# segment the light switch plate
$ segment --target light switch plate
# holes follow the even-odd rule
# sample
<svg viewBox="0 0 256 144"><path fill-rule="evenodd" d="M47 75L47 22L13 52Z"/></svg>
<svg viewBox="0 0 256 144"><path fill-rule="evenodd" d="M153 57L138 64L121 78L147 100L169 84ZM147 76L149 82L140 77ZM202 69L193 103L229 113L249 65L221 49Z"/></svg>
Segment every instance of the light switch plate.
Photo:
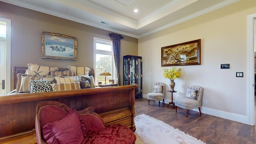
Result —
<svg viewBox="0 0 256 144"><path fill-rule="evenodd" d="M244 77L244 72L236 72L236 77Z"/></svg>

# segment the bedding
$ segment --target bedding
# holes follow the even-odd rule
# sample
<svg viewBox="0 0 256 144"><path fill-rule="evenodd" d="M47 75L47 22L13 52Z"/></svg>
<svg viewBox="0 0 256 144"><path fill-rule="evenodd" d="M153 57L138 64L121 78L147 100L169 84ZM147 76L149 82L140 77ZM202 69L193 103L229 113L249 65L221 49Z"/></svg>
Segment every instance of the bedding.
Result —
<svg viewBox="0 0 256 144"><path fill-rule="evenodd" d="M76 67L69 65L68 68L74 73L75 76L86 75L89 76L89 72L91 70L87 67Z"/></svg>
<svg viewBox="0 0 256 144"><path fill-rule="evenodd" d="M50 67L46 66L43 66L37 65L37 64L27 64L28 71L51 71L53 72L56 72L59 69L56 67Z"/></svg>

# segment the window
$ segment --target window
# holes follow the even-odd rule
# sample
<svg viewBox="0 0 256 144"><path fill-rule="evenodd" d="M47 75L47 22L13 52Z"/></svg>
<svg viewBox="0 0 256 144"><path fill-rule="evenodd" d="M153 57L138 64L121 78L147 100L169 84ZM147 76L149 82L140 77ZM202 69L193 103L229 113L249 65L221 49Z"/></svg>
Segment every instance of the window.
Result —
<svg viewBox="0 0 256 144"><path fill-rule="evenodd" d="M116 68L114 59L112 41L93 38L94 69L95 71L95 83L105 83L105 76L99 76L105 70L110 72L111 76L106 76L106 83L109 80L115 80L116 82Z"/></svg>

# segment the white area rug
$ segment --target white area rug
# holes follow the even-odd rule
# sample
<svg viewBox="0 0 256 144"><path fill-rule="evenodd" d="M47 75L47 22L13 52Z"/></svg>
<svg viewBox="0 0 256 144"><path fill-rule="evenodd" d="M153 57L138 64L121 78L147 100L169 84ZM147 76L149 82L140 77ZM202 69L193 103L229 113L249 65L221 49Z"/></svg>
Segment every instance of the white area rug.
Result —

-- -- --

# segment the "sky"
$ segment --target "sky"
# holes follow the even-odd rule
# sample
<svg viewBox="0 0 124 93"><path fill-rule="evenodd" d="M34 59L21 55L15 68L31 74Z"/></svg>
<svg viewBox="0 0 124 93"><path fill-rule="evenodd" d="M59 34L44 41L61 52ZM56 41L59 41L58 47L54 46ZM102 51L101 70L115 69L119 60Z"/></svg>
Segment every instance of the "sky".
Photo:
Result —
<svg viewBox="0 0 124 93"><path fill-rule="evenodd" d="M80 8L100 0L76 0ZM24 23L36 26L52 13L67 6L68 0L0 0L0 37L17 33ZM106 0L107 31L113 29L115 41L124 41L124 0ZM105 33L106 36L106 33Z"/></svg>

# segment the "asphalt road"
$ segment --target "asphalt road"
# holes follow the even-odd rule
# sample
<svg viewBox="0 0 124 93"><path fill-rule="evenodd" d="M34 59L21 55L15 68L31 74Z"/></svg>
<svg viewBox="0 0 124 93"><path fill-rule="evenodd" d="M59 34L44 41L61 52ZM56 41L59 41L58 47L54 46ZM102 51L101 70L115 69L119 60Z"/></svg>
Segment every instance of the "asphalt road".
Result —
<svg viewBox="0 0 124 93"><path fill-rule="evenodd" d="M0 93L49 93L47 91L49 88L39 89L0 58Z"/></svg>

-- -- --

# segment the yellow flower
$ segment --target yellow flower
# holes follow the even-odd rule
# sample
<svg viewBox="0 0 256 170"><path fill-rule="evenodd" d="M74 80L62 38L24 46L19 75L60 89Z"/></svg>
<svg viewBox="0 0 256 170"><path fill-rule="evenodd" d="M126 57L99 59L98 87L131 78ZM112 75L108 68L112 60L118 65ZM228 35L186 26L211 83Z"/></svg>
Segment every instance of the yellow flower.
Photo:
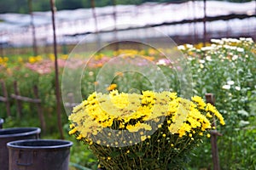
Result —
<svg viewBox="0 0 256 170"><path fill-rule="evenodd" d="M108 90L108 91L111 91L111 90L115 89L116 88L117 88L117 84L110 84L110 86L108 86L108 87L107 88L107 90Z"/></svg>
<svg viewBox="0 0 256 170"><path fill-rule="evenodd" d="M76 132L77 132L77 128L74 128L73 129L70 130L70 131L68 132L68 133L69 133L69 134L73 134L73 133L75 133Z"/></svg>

-- -- --

Reproduce verbatim every line from the one containing "# segment the light switch plate" through the one containing "77L244 72L236 72L236", both ends included. Leave the pictures out of the output.

# segment the light switch plate
$ segment --target light switch plate
# holes follow the even-odd rule
# sample
<svg viewBox="0 0 256 144"><path fill-rule="evenodd" d="M47 75L47 22L13 52Z"/></svg>
<svg viewBox="0 0 256 144"><path fill-rule="evenodd" d="M153 57L138 64L121 78L147 100L169 84ZM147 76L149 82L140 77ZM202 69L193 103L229 113L249 65L221 49Z"/></svg>
Segment every instance of the light switch plate.
Photo:
Result —
<svg viewBox="0 0 256 144"><path fill-rule="evenodd" d="M244 77L244 72L236 72L236 77Z"/></svg>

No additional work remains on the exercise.